Trechos de um conjunto de dados de marcação de pontos:
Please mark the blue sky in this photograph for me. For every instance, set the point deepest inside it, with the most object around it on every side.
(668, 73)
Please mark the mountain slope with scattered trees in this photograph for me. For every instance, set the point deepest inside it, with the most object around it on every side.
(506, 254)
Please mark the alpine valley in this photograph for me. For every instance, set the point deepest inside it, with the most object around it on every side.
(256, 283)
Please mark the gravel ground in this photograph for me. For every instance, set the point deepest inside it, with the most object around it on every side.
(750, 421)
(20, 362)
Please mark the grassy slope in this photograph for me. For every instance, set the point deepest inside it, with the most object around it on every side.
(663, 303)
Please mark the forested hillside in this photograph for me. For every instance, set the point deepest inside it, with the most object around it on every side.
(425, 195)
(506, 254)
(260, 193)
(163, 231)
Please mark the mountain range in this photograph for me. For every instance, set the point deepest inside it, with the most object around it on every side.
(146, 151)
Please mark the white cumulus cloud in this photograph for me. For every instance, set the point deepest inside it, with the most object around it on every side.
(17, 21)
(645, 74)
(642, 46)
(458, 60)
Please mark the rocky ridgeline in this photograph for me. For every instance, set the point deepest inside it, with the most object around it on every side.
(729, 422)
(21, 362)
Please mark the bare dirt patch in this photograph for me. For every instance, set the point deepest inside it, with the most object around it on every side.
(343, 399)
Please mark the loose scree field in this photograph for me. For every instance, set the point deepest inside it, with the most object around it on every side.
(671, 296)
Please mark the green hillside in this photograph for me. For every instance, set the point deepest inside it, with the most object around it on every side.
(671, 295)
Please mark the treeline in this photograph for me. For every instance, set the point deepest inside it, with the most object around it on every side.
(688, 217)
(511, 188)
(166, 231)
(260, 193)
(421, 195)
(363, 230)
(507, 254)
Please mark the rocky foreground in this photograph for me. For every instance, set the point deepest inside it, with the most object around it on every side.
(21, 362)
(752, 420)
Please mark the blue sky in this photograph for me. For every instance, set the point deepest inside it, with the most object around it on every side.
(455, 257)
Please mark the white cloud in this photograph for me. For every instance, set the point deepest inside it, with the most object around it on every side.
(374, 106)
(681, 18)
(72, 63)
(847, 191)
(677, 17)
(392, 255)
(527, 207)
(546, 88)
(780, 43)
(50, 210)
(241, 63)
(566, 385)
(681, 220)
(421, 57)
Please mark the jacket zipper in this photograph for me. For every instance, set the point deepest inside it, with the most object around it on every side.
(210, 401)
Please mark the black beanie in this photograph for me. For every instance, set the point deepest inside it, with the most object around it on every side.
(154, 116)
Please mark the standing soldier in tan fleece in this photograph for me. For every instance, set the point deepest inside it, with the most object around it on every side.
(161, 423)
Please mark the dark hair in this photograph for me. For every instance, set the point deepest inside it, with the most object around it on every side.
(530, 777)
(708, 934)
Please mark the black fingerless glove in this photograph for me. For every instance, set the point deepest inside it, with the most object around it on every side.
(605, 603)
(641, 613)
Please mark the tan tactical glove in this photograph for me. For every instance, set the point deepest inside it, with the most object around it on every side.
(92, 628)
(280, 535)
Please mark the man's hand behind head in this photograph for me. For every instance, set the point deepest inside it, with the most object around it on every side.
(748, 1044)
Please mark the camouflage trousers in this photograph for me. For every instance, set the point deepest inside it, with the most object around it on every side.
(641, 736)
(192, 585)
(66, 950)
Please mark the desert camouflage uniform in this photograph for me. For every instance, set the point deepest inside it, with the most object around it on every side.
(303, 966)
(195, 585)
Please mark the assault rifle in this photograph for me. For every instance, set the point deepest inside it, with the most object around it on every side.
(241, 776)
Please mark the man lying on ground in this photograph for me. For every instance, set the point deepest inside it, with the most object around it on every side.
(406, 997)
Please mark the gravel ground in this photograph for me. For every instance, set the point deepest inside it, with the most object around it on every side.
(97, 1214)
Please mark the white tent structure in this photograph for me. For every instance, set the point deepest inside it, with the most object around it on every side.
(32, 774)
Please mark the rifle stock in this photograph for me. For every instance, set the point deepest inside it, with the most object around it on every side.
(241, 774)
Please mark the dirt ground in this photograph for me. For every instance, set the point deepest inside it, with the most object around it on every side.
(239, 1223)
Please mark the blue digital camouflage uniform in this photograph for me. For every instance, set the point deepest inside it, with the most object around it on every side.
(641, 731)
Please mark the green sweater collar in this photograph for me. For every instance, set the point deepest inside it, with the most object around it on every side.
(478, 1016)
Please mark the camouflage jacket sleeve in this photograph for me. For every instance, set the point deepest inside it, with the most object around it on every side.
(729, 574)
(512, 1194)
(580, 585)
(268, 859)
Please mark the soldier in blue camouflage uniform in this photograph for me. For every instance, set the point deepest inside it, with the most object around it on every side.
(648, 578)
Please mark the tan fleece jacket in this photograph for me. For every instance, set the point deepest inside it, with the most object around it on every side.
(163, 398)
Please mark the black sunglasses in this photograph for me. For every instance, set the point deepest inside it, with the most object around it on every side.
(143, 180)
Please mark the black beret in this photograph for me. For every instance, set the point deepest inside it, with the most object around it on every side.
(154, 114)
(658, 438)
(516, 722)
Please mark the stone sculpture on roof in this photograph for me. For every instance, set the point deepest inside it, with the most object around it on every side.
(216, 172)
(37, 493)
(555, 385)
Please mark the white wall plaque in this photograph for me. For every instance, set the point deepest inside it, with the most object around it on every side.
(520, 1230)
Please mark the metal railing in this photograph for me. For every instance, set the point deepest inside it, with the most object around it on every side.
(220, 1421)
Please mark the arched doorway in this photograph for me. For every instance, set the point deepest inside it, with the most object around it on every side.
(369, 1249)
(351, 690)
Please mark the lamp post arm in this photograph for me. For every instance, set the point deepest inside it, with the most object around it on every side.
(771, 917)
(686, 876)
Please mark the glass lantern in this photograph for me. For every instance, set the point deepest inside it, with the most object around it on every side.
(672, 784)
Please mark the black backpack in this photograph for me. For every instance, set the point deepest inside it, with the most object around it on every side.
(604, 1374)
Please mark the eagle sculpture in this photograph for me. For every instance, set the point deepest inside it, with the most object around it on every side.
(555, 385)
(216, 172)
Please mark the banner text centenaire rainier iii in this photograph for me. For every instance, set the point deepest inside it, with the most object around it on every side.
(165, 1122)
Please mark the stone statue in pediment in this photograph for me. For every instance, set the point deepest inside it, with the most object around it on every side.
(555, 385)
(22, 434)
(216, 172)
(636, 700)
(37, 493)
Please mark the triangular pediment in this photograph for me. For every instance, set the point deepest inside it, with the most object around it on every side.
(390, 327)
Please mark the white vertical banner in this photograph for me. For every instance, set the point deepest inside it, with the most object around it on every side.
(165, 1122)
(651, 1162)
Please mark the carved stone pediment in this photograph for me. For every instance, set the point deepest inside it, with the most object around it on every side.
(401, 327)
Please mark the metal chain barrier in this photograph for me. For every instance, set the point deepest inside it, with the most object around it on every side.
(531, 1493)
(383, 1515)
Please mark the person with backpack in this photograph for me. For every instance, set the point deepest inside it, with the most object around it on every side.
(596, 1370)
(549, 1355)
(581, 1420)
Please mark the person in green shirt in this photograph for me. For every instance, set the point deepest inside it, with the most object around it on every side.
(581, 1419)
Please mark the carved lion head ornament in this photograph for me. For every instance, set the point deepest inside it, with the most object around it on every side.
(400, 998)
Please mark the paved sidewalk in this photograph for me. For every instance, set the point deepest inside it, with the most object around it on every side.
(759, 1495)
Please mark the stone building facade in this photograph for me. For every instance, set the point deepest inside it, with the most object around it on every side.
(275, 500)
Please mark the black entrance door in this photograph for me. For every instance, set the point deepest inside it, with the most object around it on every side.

**Pedido**
Reproduza palavra por palavra toda a listagem acima, do começo ao fim.

**Resposta abaixo**
Please mark the blue sky in this photograph for me. For every instance, set the point deepest inside it, with the most object around it on every side.
(668, 73)
Please mark the mountain slope with scattered trees in this photograph for me. For every instance, set the point deepest inside it, with the most object around it on every side.
(506, 254)
Please mark the alpine valley in this photograph for me. For every instance, set the point deepest inside it, with the most object around it on every side.
(256, 283)
Please mark the gravel ground in this photograph for me. For every instance, set the point deepest inside it, with the most object around it on every side.
(750, 421)
(20, 362)
Please mark the grassy slope in this photograph for me. For every instance, set the point deepest inside it, with the most object around it on every side.
(663, 303)
Please mark the forested hillside in this photograph for me. For every instance, set the point deepest inside it, with the most object around it on every side.
(425, 195)
(506, 254)
(260, 193)
(163, 231)
Please mark the mountain range in this photograph for me. For every instance, set the point deepest inside it, with the most object around it on every side.
(146, 151)
Please mark the white cumulus cloud in this photograph for me. For every instance, set the point deepest inside it, with the most object around it on every side.
(17, 21)
(645, 74)
(642, 46)
(458, 60)
Please mark the rocky ridgeline in this photograph for me. For every instance, set the point deepest inside it, with the most object around it on every side.
(729, 422)
(21, 362)
Please mark the bare dirt patch in this photograph for me. For every instance, set the point deepest inside it, with the most object around it on every side.
(343, 399)
Please mark the loose scree field in this photograph for me. For every instance, set the point deepest inside it, with the most object around it on every side.
(671, 296)
Please mark the green hillside in this photograph for me. For every instance, set the point deepest inside it, with the most object around it on every side.
(671, 295)
Please mark the treeline in this photograph for me. For every instance, set the point deepest inside it, with the most object around it on every side.
(688, 217)
(511, 188)
(166, 231)
(260, 193)
(421, 195)
(363, 230)
(507, 254)
Please mark the rocky foreground in this photograph for me. For every instance, set the point deepest inside it, with the most object around it on every side.
(21, 362)
(752, 420)
Please mark the blue sky in this photograph for me. For every instance, set the point deepest inside it, with the most object around it on every side.
(455, 257)
Please mark the white cloud in this photograph for me. For every instance, set the point deepest inside it, with the most object around it on every side.
(374, 106)
(681, 18)
(72, 63)
(847, 191)
(677, 17)
(392, 255)
(527, 207)
(546, 88)
(780, 43)
(50, 210)
(241, 63)
(566, 385)
(681, 220)
(421, 57)
Please mark the jacket zipper in this photograph for me. For every instance, set the point deepest inside it, with the most object around it on every side.
(210, 401)
Please mark the black beanie in this photograph for me. For every instance, set the point deepest inside it, with the most object around it on every side.
(154, 116)
Please mark the standing soldier in tan fleece in this photograph for me. For every instance, set the point deepest inside it, with the most object around it on every side.
(161, 423)
Please mark the dark hair in this photograph for me. For every instance, set the point deepest inside it, with the most object around it on every side.
(530, 777)
(708, 934)
Please mark the black fingerless glove in this photograph for me. For every instance, set the point deepest inside it, with the most object around it on every side.
(605, 603)
(641, 613)
Please mark the tan tactical glove in this photograph for me. For every instance, set the point deepest inside it, with the most object around it on every side.
(92, 628)
(280, 535)
Please mark the man's hand behind head in this photograph for me. For every instance, set the point deepest inside it, with the most object around it on every side.
(748, 1044)
Please mark the camouflage trousers in this photograph for me. For every instance, set the point deepest inside it, with the most object around it on every side.
(641, 736)
(192, 585)
(66, 950)
Please mark the desert camouflage uniform in this photograph for me. For every instance, set the point deepest inside it, with the most object around it on every side.
(303, 966)
(195, 585)
Please mark the assault rifle in this photograph for me. For every instance, set the point deepest inside it, with the most object around it on every side.
(241, 776)
Please mark the man lying on ground in this photograph for me. For every instance, set the point deepest inside it, with the most object around it on every side.
(406, 997)
Please mark the gravel ground in this photograph for me. For every instance, set the point deepest inside it, with the most object around it on every side.
(97, 1214)
Please mark the white tent structure in this photograph for me. For every instance, set the point deepest inside it, with the most object around it on every side.
(32, 774)
Please mark the rifle stock in this photograph for me. For every instance, set the point deepest inside it, with the most object around it on every side.
(241, 774)
Please mark the dirt ground in this photograph for me. For every instance, set the point deepest inside it, with the most object around it on every side.
(239, 1223)
Please mark the blue digital camouflage uniform in this photograph for me. For every instance, set the point deepest inside it, with the most object around it on every side.
(641, 731)
Please mark the green sweater collar in this photograph for me. For every instance, set the point deepest inside it, with the most object around it on every side.
(478, 1016)
Please mark the camouflage jacket sleeve in this photograph for me. For every instance, set the point deepest inside it, with the most object around it on every side.
(729, 574)
(512, 1194)
(580, 585)
(268, 859)
Please mark the soldier in blue camouflage uniform in this photograph for me. For every instance, set the point deepest inside it, with the most object around it on every side.
(648, 578)
Please mark the tan fleece jacket in this photograph for me. For every instance, set the point deepest inside it, with the most object around it on every side.
(163, 398)
Please mark the black sunglasses in this photograph for me. For every instance, set the point deepest inside it, with the most object around it on every side.
(143, 180)
Please mark the black beret in this photograph for me. For every instance, set the point deepest inside it, with the most object around it on every side.
(154, 114)
(658, 438)
(516, 722)
Please mark the stone sculpture on roof in this photograph for me. For every instance, set the point deepest inside it, with the most object around it on every side.
(216, 172)
(37, 493)
(555, 385)
Please mark the white wall plaque in this photograph for me. For every instance, set the point deepest inside it, with the most object around it on every side.
(520, 1230)
Please mark the metal railing in this photograph for me. For every instance, set the point deepest inside it, with the most object around it on every side.
(220, 1421)
Please mark the arched doorway in this photograph for me. For every instance, set the point deepest inside it, with the most object around it on every side.
(369, 1249)
(351, 690)
Please mark the lamp post arm in this photograph for me. For every instance, set the point deepest inside it, with the most object around it on every side.
(771, 917)
(686, 876)
Please mark the glass lantern in this photograph for me. For every instance, set the point deepest inside it, with the most object around it on every side.
(672, 784)
Please mark the black backpack in this photograph for me. For every instance, set the point deepest inside it, with the most object around it on every side.
(604, 1374)
Please mark the eagle sculpture in this photograph for me. For every instance, set the point deepest inside it, with the most object around it on every side.
(555, 385)
(216, 172)
Please mark the banner text centenaire rainier iii in this photograph for me. For every instance, set the point deepest inside it, with the most object around it on every side.
(165, 1122)
Please mark the stone statue in pediment in this photograph for me. For every instance, set the point deepest inside it, with the most object around it on every side.
(555, 385)
(22, 434)
(216, 172)
(636, 700)
(37, 493)
Please mark the triangular pediment in this photograph for me. For every instance, set the point deepest inside it, with the most object around it on every side.
(390, 327)
Please mark the white vertical banner in this photograph for me. For every instance, set the point deepest inside it, with the most object around it on every side.
(165, 1122)
(651, 1162)
Please mark the carved stone pediment in this photograph for me. For every instance, set the point deepest inside it, with the most object around it on every side.
(401, 327)
Please mark the metal chain barrier in this photograph for me. For every instance, set the point deepest inside it, with the most object around it on every side.
(531, 1493)
(383, 1515)
Please mark the person with backpack in this photograph for me. For every instance, set the point deepest inside it, with the most object around it on every side.
(596, 1370)
(549, 1355)
(581, 1420)
Please mark the person in green shirt in this photograph for me. For every instance, set the point deepest inside it, with the most object around it on every side.
(581, 1419)
Please mark the carved lion head ornament in this photograph for me. For every instance, set the point deepest inside it, with the most object around it on every side.
(400, 998)
Please mark the paved sidewalk in this photograph for me. For every instance, set the point deepest inside it, with the most object around it on every side.
(759, 1495)
Please mark the stone building facade in this photograph for me. For every instance, set the point deepest inside it, with the most object around it on every side.
(275, 500)
Please mark the black entrance door in this photograph for me. For every instance, set the point deepest inside it, with the most object around it on every side.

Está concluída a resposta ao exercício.